■ MATERIAL PROVIDED:
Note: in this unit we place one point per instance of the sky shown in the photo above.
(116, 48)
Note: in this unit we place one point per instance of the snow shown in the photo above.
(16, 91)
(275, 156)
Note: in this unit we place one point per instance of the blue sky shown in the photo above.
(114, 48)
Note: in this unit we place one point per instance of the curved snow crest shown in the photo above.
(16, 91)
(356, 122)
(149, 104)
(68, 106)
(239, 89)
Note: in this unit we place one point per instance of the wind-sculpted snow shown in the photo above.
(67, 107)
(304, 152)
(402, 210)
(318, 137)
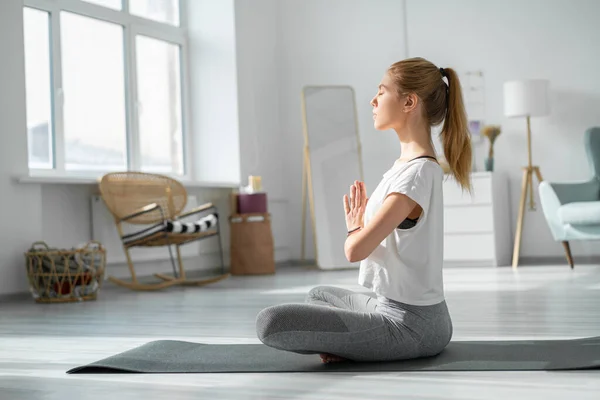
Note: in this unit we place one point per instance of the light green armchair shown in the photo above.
(572, 210)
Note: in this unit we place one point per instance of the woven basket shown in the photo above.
(59, 275)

■ PROMPT:
Rewrite all of the data above, substituting "image" for every occurrence of "photo" and leaving everything else unchanged. Omit the pictures from your answer.

■ RESPONSE:
Note: in this unit we place one point per instance of the sky shown in the image above.
(116, 48)
Note: in this unit we place one point per instance of the snow shown in the image above.
(16, 91)
(275, 156)
Note: in this unit we place one point per instance of the blue sky shown in the image above.
(114, 48)
Note: in this unit we place one point per instance of the curved snow crest shown in the image above.
(16, 91)
(356, 122)
(149, 104)
(68, 106)
(239, 89)
Note: in this unit we place one point per instance of the wind-sculpted snow shown in the image above.
(67, 107)
(304, 152)
(402, 210)
(318, 137)
Note: in this unit we place one point per instance of the light green armchair shown in the image above.
(572, 210)
Note: in this unit we place one point per instance of the woven basket shown in the image above.
(59, 275)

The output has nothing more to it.